Image-grounded pointing data:
BEGIN
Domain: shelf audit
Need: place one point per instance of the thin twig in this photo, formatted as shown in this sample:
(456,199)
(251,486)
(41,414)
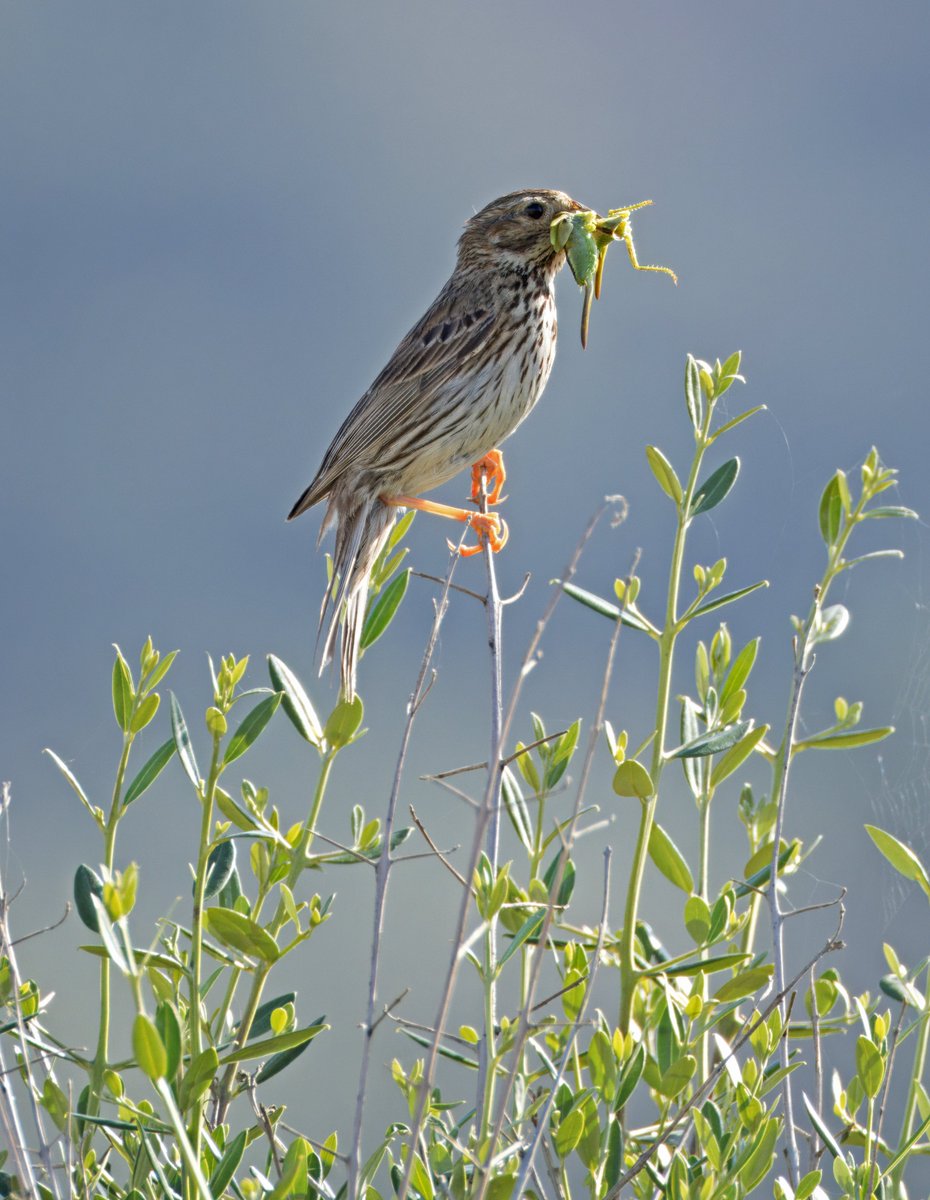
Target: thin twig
(543,1116)
(707,1087)
(435,849)
(426,1084)
(503,762)
(383,874)
(802,666)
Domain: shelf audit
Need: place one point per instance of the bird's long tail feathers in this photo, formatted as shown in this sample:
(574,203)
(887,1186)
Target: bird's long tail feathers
(360,538)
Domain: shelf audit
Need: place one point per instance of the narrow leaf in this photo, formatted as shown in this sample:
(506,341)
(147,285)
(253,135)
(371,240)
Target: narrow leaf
(72,779)
(670,859)
(606,609)
(633,779)
(737,755)
(295,702)
(713,743)
(183,742)
(693,393)
(844,741)
(273,1045)
(121,691)
(727,598)
(715,489)
(901,857)
(665,474)
(148,1049)
(382,612)
(251,727)
(150,772)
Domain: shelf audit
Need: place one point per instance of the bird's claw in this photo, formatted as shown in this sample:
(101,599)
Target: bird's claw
(491,528)
(489,473)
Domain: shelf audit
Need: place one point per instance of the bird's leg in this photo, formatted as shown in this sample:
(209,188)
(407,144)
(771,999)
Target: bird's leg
(486,525)
(489,471)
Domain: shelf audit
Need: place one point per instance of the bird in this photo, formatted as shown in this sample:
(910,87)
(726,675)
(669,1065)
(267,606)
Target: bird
(460,383)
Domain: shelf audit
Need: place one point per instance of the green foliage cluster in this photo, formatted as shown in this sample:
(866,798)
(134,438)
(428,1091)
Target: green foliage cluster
(694,1086)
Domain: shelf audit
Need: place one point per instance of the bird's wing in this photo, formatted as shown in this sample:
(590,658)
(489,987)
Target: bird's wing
(453,331)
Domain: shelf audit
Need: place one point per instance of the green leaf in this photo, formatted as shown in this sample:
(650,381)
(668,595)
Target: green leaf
(277,1044)
(381,613)
(169,1031)
(727,598)
(150,772)
(808,1185)
(737,755)
(715,489)
(87,885)
(831,510)
(243,934)
(155,677)
(677,1077)
(891,510)
(277,1062)
(759,1163)
(713,743)
(633,779)
(741,670)
(665,474)
(568,881)
(528,930)
(228,1164)
(145,712)
(516,808)
(121,691)
(697,918)
(198,1078)
(295,701)
(251,727)
(693,393)
(262,1020)
(183,742)
(599,605)
(343,723)
(744,983)
(220,865)
(846,739)
(108,936)
(568,1135)
(148,1049)
(901,857)
(670,859)
(869,1066)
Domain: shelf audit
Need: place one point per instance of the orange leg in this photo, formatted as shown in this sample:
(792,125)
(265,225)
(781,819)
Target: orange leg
(485,473)
(486,525)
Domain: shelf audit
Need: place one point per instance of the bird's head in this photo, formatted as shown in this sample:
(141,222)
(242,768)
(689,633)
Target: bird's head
(515,231)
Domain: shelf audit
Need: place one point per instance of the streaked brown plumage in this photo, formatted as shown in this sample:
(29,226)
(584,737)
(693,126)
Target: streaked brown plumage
(457,385)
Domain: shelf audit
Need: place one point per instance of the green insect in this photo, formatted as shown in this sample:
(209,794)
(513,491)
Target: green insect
(585,237)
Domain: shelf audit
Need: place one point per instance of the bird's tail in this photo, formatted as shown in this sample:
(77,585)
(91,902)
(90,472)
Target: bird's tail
(360,537)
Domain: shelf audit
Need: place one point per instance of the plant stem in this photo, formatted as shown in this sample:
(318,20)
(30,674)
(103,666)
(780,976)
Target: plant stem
(382,877)
(109,853)
(197,937)
(910,1110)
(298,864)
(666,655)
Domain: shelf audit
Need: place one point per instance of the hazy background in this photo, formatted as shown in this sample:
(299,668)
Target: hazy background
(217,221)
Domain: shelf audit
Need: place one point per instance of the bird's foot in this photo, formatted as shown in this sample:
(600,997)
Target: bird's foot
(487,478)
(491,528)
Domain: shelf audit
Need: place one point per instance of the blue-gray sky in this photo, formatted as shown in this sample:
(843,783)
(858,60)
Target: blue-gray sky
(219,220)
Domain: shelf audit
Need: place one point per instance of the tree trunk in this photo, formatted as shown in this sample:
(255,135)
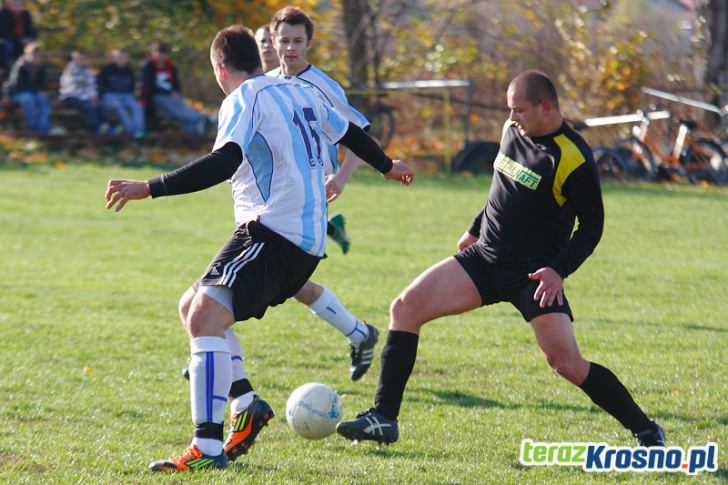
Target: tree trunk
(716,72)
(355,24)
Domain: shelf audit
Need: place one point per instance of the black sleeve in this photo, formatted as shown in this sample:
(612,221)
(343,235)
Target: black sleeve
(101,80)
(475,225)
(364,147)
(175,81)
(199,174)
(582,191)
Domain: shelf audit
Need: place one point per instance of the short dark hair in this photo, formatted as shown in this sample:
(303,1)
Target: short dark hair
(537,86)
(160,47)
(292,16)
(235,48)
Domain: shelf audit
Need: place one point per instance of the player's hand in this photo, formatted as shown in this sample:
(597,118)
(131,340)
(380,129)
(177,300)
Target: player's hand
(119,192)
(334,187)
(466,240)
(550,288)
(401,172)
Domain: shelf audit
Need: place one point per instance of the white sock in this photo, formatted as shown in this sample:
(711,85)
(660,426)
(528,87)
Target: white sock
(210,380)
(208,446)
(240,403)
(329,308)
(236,355)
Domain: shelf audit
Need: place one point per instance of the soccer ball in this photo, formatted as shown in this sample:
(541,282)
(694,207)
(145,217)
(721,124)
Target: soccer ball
(313,410)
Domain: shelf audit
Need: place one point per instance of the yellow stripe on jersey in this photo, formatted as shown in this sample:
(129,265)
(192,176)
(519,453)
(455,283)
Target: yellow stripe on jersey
(571,159)
(507,124)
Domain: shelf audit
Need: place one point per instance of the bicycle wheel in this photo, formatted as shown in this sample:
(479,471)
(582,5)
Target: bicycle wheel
(638,157)
(717,158)
(697,162)
(610,163)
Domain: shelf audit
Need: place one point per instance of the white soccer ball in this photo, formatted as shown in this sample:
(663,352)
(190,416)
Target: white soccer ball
(313,410)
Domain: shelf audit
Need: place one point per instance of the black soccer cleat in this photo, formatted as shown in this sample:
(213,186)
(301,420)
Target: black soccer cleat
(655,436)
(363,353)
(336,230)
(370,426)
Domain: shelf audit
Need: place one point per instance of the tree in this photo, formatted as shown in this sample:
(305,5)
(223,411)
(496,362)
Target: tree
(714,14)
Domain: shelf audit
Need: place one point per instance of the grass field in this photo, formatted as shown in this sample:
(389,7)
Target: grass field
(91,349)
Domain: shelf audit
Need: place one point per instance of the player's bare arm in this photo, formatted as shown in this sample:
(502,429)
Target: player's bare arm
(119,192)
(550,287)
(466,240)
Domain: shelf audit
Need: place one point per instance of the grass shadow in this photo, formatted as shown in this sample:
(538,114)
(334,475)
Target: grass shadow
(462,399)
(641,323)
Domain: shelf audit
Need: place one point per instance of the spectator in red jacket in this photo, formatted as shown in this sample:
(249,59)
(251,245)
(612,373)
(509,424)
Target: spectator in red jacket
(161,92)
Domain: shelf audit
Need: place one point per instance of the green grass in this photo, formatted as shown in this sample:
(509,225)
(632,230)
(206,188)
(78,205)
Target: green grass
(91,348)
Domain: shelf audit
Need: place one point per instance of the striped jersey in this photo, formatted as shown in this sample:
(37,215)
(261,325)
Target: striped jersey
(334,94)
(283,129)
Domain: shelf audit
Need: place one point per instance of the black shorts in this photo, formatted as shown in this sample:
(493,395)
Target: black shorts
(261,267)
(500,281)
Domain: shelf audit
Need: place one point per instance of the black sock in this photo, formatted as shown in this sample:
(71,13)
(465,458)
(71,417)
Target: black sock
(238,388)
(398,360)
(603,387)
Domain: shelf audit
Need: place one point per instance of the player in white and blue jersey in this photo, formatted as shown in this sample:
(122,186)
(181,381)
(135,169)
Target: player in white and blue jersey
(271,143)
(292,32)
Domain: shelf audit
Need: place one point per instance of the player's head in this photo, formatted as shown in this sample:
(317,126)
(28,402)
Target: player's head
(234,52)
(292,38)
(267,52)
(160,51)
(534,103)
(80,57)
(31,52)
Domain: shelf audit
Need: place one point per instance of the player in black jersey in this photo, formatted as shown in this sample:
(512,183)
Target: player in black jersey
(519,249)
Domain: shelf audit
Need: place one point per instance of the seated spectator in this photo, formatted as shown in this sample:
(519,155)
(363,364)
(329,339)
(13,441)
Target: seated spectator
(78,89)
(26,86)
(16,31)
(116,88)
(161,92)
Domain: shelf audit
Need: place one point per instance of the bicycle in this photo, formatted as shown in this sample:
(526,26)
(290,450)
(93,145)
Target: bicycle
(694,160)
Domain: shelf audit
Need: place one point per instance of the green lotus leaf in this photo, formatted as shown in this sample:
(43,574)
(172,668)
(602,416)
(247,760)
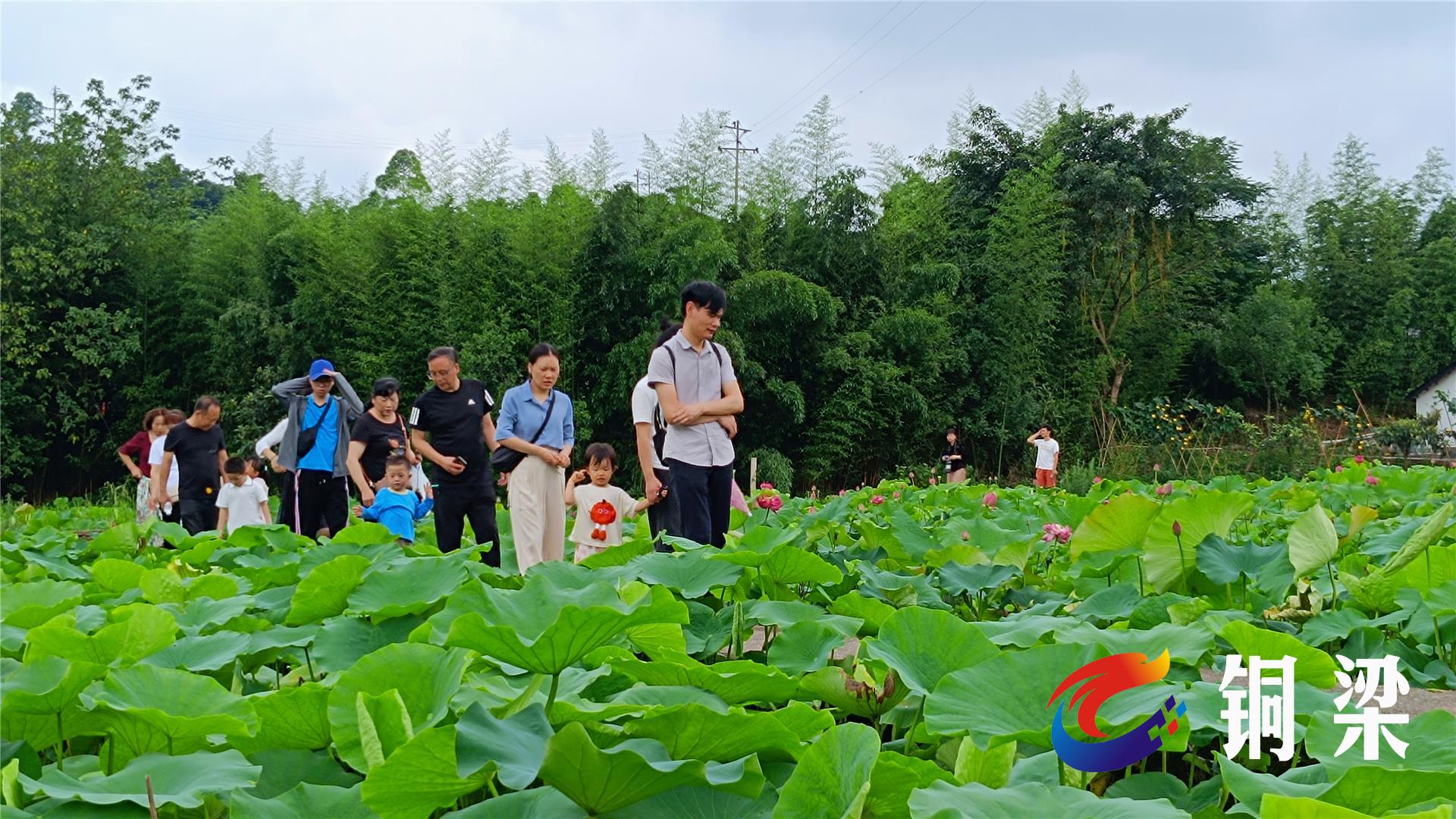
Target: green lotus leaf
(960,704)
(1312,541)
(1310,665)
(868,610)
(516,744)
(201,653)
(137,630)
(1199,516)
(927,645)
(294,717)
(425,678)
(896,777)
(804,648)
(833,777)
(303,800)
(1120,525)
(178,704)
(604,780)
(734,681)
(535,803)
(532,630)
(175,780)
(944,800)
(327,589)
(1429,736)
(419,777)
(405,586)
(115,576)
(789,566)
(696,732)
(27,605)
(692,573)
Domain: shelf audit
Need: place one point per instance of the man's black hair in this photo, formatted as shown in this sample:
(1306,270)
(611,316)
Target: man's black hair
(601,452)
(705,295)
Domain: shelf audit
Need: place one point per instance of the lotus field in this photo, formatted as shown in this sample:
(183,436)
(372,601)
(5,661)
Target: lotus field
(893,651)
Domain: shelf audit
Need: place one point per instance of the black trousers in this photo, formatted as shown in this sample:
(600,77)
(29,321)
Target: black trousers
(457,502)
(199,515)
(704,500)
(663,515)
(321,502)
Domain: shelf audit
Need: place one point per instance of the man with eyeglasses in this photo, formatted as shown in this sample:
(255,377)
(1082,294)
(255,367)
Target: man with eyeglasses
(316,445)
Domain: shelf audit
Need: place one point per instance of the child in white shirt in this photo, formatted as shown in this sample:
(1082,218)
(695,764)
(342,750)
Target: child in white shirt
(242,500)
(601,506)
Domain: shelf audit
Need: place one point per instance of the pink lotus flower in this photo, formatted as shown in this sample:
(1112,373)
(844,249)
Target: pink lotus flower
(1056,532)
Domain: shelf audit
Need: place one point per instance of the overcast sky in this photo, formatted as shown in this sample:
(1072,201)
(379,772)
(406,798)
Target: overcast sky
(343,85)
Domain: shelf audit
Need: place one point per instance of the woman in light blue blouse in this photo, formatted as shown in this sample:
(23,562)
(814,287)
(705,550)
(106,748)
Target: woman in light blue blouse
(536,420)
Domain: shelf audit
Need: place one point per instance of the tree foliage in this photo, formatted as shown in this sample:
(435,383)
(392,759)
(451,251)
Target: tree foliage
(1049,273)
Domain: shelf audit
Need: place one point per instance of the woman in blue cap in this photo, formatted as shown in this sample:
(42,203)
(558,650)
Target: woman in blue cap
(316,445)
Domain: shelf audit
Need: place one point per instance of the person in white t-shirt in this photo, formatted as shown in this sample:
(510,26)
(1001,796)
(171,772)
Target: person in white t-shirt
(601,506)
(1049,457)
(171,512)
(242,500)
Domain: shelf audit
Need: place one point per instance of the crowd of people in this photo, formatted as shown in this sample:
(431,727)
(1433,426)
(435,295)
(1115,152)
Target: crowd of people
(329,447)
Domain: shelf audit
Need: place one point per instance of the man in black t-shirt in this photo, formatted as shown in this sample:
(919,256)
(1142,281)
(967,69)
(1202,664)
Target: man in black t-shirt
(456,414)
(196,449)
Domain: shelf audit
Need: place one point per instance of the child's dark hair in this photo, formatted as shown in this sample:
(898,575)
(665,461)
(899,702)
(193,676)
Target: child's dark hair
(601,452)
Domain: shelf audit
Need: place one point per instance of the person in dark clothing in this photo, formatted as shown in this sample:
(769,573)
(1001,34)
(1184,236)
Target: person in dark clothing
(316,447)
(450,426)
(196,449)
(954,458)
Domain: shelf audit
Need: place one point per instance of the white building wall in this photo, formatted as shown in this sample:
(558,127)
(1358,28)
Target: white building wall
(1426,403)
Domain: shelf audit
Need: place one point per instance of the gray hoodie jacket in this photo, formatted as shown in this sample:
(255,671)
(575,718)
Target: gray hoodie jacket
(296,392)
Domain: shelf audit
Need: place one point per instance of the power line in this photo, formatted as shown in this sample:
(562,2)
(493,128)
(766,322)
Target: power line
(821,86)
(737,152)
(830,63)
(913,55)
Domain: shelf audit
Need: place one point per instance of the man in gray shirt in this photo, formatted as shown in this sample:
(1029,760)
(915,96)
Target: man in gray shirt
(696,387)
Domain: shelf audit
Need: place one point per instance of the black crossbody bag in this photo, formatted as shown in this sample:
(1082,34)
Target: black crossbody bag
(506,460)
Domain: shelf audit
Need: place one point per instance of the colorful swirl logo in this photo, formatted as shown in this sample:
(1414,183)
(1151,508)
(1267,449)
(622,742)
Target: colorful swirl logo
(1100,681)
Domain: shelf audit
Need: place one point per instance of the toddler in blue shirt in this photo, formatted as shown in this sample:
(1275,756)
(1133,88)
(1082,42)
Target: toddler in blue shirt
(397,506)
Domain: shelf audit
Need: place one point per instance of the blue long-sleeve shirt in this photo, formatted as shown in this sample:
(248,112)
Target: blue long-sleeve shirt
(398,512)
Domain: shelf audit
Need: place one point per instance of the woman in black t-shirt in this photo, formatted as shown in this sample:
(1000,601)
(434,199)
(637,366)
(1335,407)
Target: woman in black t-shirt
(954,458)
(378,433)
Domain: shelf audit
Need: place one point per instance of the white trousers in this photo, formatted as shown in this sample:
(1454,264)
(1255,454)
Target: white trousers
(538,512)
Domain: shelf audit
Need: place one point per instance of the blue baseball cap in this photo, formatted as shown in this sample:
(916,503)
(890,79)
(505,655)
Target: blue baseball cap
(321,368)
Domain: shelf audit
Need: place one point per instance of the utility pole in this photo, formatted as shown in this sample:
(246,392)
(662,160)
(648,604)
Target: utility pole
(737,150)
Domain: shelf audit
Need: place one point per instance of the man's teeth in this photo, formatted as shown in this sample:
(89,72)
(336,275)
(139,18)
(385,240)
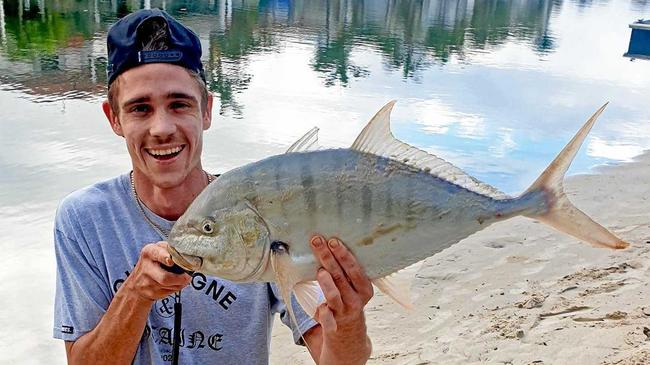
END
Using the data above, reproduce exactly the lines from the line that contains "Target: player's bare arm" through the line that contains "Need: place one point per instance of the player in black", including both.

Target: player's bare arm
(119,192)
(550,287)
(466,240)
Domain: shelf audit
Need: place one point per instance of the grass shadow in this photo, formatted as shown in this sample:
(538,114)
(334,475)
Target: grass shadow
(462,399)
(641,323)
Domain: shelf audit
Need: place one point per instance of the spectator in red jacket in this photo, formatted as shown in this sample:
(249,59)
(251,245)
(612,373)
(509,424)
Target: spectator in red jacket
(161,92)
Domain: shelf audit
Need: place one point per instance of the green grass in this photo, formatted as shown in this sample:
(509,225)
(632,230)
(206,188)
(78,205)
Target: green grass
(91,348)
Domain: shelf audit
Need: place one point per instance of the striped jersey in this photo, formatted as shown in this sample:
(37,215)
(261,325)
Target: striped jersey
(334,94)
(283,129)
Domain: shelf audit
Need: place one point per instance of the black shorts in this photo, formatted as shown in this sample:
(493,395)
Target: black shorts
(261,267)
(500,281)
Domain: shelf audit
Need: place one point per instance of the black sock in this photo, formatted as shown in this sample:
(71,13)
(465,458)
(71,417)
Target: black sock
(238,388)
(398,360)
(603,387)
Domain: shelf audit
Need: place one point per instance of the player in white and blue jersey in this photo, formatted as shown in this sample:
(122,186)
(181,381)
(135,169)
Target: player in white and blue jersey
(271,143)
(292,32)
Domain: shelf audit
Need: place one point per instance of the player's head in this photo, formatted as shown in this sample:
(317,126)
(28,402)
Target: player's head
(234,52)
(292,38)
(267,52)
(160,51)
(534,103)
(80,57)
(31,52)
Domain: shelf audit
Need: place one point per instance of the player in black jersey in this photo, formatted as shown in this sample:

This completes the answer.